-- BEGIN --

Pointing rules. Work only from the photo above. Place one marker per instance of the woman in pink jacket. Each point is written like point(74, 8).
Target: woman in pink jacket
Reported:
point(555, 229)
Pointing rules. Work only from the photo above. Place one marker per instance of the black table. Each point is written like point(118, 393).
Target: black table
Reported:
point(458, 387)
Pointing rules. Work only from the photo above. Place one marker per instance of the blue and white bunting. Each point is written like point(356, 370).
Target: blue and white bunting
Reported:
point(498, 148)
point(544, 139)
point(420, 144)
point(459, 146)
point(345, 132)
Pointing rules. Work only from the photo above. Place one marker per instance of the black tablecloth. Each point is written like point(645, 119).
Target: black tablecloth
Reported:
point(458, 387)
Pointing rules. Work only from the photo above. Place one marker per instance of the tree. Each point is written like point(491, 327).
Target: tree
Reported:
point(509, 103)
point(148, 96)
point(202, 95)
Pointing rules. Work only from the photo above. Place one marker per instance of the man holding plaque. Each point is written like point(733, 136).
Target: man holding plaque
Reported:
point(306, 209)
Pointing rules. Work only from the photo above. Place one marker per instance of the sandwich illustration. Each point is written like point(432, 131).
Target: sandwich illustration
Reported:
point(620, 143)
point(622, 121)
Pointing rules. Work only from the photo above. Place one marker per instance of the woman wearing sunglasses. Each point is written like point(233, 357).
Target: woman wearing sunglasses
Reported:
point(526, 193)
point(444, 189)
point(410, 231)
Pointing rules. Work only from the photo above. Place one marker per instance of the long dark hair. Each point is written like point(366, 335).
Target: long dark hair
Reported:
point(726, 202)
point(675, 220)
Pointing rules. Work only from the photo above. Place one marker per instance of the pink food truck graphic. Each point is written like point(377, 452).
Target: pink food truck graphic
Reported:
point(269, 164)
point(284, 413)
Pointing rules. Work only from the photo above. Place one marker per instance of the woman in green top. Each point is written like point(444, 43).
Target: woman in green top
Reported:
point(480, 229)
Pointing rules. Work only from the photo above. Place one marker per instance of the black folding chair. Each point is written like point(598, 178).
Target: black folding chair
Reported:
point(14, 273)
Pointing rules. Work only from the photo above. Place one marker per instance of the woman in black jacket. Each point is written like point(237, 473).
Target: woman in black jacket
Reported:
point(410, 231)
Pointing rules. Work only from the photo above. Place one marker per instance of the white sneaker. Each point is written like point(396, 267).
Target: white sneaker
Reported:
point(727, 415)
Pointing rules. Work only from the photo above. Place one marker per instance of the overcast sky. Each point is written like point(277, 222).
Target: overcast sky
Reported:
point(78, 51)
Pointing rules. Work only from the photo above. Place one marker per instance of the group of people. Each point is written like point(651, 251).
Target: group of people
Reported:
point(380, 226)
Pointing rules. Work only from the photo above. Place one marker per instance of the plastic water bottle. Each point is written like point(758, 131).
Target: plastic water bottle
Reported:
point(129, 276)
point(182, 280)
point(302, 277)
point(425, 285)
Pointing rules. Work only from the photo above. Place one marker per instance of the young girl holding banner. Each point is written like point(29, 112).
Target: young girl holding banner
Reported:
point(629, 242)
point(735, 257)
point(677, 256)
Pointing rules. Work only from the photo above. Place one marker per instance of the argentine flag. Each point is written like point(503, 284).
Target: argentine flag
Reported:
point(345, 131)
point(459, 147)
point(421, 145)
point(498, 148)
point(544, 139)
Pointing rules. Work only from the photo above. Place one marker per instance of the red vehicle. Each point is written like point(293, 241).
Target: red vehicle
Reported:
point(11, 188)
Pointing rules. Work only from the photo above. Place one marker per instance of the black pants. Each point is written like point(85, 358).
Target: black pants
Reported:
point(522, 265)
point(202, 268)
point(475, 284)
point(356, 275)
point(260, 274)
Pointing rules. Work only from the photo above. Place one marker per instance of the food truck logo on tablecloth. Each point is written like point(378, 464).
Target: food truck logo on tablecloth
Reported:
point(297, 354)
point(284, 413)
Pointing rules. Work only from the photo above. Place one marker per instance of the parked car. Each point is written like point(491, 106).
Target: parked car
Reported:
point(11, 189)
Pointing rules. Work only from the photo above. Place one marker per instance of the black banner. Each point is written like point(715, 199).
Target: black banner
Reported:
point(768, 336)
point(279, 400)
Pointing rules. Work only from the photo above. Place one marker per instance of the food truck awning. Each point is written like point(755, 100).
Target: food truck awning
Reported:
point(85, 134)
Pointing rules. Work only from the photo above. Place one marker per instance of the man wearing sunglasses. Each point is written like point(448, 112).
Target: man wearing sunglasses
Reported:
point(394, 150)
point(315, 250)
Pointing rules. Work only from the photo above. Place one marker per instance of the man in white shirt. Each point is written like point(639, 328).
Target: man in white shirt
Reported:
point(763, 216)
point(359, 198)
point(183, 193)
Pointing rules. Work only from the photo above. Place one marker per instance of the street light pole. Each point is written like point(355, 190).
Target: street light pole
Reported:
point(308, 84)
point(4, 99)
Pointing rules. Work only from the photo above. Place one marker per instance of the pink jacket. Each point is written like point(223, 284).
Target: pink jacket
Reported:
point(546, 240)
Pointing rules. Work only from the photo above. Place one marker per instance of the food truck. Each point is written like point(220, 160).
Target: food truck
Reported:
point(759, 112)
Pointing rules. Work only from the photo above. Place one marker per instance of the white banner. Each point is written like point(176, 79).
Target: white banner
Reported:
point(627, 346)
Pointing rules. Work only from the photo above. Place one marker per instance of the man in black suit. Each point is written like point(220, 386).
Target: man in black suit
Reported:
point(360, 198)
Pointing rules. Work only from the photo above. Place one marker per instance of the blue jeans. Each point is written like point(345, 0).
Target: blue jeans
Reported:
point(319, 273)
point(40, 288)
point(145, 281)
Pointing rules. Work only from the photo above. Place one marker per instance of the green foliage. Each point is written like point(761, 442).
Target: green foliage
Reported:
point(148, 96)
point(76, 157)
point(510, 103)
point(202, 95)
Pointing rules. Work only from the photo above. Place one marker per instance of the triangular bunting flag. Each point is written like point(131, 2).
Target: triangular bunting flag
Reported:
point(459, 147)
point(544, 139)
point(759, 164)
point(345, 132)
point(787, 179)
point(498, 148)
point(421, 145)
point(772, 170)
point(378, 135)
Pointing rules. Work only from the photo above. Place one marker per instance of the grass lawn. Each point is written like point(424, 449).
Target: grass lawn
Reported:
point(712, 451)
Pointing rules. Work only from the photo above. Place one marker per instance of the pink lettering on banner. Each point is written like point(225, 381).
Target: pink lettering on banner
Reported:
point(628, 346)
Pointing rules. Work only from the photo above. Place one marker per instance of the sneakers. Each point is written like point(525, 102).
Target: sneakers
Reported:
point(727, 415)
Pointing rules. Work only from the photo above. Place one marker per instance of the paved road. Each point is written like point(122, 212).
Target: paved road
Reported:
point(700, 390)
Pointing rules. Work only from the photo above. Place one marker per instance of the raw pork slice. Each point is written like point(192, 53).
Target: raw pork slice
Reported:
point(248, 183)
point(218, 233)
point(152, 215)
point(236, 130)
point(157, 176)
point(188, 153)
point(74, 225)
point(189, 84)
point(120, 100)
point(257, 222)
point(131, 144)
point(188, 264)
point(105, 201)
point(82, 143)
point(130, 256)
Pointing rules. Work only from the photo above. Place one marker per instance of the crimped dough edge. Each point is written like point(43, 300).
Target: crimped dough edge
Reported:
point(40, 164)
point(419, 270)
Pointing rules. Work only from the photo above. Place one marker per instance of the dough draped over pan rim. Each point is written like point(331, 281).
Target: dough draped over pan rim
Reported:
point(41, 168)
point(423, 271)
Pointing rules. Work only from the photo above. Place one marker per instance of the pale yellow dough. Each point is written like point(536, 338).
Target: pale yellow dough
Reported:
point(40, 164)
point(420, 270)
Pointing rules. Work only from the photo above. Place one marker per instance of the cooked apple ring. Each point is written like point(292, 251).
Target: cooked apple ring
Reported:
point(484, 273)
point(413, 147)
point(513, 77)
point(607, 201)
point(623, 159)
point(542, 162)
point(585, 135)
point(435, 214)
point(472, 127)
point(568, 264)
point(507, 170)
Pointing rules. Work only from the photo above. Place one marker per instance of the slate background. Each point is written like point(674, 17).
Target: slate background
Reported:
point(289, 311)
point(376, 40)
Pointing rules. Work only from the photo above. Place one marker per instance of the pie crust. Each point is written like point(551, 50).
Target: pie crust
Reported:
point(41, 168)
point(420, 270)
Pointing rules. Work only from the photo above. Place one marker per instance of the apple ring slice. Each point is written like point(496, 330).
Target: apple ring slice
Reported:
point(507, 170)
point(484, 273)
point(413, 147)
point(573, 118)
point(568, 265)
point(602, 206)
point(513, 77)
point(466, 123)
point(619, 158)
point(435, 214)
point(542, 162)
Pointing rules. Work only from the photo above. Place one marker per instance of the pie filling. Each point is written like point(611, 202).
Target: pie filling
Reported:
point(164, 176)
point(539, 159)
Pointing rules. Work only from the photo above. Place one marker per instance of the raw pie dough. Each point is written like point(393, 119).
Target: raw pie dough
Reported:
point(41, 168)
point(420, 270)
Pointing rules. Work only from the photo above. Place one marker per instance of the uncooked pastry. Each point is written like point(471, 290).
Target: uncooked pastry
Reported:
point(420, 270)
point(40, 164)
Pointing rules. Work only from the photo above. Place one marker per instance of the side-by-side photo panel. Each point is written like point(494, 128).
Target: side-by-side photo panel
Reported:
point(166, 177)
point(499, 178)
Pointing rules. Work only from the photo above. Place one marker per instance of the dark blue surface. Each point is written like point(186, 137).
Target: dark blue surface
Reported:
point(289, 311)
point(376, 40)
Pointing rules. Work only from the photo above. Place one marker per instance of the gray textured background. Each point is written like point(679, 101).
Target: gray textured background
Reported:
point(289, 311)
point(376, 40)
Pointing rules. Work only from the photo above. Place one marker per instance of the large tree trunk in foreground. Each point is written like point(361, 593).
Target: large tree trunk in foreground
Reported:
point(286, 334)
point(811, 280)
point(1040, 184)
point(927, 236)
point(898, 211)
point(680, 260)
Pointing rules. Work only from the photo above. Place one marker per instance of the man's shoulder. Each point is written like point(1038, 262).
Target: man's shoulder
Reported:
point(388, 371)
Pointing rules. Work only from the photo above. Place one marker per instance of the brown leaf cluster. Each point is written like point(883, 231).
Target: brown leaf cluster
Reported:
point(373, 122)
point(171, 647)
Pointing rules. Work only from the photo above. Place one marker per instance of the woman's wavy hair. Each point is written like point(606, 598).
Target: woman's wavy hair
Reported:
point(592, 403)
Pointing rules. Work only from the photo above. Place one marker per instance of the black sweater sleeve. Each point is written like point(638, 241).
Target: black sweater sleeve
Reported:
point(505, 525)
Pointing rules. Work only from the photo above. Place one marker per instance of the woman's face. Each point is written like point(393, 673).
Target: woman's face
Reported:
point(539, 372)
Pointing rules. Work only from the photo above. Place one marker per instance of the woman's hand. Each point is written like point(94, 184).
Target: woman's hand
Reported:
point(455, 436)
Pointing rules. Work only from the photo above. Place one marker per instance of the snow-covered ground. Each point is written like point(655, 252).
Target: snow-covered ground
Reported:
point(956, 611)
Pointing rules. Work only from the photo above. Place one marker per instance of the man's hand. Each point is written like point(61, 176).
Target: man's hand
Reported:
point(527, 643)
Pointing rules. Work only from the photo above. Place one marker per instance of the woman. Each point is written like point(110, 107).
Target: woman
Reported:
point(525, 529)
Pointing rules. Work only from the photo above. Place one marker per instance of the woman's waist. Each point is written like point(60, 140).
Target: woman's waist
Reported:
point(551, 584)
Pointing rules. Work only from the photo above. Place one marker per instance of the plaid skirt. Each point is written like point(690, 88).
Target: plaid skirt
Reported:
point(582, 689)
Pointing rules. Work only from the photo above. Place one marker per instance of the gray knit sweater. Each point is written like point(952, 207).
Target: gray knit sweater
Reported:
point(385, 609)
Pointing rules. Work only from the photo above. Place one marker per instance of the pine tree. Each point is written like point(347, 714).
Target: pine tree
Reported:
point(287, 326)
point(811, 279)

-- END --

§ **TASK STATEMENT**
Copy the material from the line containing "like point(952, 207)." through the end, changing "gray knit sweater" to "navy knit sweater" and leaving everything else untouched.

§ **RESULT FOR THIS TASK**
Pointing rules. Work only from the photo above. Place one marker per instance of the navy knit sweater. Each point is written like point(952, 207).
Target: navy knit sweater
Reported:
point(385, 609)
Pointing rules. Work only from the photo above. Place one marker per instance of the pine tree. Each point is written like point(347, 714).
Target: pine tree
Reported:
point(287, 326)
point(811, 279)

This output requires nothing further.